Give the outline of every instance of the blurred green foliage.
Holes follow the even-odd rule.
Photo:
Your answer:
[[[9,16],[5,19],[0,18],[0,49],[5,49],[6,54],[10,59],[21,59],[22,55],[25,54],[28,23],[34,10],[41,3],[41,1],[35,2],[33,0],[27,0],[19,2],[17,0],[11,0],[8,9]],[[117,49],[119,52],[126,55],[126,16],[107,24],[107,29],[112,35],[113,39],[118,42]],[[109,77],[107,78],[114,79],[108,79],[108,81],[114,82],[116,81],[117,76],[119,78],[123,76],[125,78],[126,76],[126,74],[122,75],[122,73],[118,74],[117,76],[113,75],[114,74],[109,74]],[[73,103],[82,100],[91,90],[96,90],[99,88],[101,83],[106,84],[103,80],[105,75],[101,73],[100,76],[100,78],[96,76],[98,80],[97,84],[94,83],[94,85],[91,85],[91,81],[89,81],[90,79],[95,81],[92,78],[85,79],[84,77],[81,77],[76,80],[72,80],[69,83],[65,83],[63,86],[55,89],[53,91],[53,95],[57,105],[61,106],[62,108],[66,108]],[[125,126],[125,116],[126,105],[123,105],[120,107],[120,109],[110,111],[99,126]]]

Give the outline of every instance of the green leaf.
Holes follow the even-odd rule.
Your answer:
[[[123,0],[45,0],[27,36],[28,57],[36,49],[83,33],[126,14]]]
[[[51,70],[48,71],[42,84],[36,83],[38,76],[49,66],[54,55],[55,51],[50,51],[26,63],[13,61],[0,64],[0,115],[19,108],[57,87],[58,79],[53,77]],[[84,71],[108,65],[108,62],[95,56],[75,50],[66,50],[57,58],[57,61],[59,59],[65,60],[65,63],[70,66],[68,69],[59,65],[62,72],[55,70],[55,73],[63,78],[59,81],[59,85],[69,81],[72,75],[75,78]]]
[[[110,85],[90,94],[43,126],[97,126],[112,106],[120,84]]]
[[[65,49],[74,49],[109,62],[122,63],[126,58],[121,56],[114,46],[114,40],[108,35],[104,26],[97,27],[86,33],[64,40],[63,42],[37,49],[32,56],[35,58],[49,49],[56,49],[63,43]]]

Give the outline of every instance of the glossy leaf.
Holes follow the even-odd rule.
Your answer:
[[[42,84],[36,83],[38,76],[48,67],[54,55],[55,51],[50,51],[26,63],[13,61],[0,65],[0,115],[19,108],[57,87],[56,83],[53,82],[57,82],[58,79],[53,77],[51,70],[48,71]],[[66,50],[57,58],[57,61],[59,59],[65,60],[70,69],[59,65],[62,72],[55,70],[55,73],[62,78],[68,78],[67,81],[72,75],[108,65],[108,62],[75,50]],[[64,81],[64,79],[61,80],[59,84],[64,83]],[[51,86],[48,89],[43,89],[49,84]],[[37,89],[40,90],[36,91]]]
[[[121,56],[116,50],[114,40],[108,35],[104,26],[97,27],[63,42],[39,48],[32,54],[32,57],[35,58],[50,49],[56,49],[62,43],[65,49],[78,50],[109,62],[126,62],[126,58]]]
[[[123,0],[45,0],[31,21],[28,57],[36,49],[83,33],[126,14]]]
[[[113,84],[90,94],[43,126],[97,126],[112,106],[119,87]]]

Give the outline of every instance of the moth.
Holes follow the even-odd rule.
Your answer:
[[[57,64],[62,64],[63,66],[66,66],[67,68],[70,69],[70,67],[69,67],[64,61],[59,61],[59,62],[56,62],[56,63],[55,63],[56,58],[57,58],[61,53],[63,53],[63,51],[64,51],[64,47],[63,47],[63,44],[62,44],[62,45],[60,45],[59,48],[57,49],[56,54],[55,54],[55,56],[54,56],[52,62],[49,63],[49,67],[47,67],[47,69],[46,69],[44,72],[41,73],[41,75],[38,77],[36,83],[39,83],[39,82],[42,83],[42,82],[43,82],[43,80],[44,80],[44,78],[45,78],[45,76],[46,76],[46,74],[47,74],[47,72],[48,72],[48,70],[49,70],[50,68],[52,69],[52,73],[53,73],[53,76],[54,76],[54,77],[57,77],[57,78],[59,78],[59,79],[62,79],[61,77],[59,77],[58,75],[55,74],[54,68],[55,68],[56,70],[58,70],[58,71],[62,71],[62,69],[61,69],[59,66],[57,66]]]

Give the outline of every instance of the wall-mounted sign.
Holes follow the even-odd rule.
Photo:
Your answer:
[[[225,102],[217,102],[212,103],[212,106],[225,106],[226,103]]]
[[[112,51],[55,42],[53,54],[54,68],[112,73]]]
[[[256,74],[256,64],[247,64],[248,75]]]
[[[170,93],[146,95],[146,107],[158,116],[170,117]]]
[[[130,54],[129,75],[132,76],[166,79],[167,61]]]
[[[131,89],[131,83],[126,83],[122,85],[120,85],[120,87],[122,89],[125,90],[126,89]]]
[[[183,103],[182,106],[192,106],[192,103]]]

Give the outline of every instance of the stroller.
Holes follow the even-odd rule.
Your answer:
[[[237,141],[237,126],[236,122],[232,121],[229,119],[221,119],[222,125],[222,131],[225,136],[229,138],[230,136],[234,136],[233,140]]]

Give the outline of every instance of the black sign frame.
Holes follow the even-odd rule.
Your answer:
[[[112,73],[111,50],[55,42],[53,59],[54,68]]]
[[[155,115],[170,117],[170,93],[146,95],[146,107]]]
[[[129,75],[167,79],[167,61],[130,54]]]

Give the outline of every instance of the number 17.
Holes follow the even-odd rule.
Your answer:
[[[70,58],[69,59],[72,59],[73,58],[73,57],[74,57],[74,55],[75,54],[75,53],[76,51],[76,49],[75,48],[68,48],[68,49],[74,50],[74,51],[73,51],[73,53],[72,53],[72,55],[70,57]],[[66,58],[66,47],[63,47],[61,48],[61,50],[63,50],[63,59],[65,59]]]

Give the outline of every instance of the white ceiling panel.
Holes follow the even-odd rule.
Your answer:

* [WHAT IS BEING ASKED]: Copy the rows above without any change, from the line with "Give the outline of every instance of the wall-mounted" up to and including the line with "[[[183,103],[182,106],[192,106],[192,103]]]".

* [FINAL RESULT]:
Give the outline of every instance of the wall-mounted sign.
Holes follow the even-odd rule.
Photo:
Your answer:
[[[225,102],[217,102],[212,103],[212,106],[225,106],[226,103]]]
[[[112,51],[55,42],[53,54],[54,68],[112,73]]]
[[[256,74],[256,64],[247,64],[248,75]]]
[[[170,93],[146,95],[146,107],[158,116],[170,117]]]
[[[130,54],[129,75],[132,76],[166,79],[167,61]]]
[[[131,89],[131,83],[126,83],[122,85],[120,85],[120,87],[122,89],[125,90],[126,89]]]
[[[183,103],[182,106],[192,106],[192,103]]]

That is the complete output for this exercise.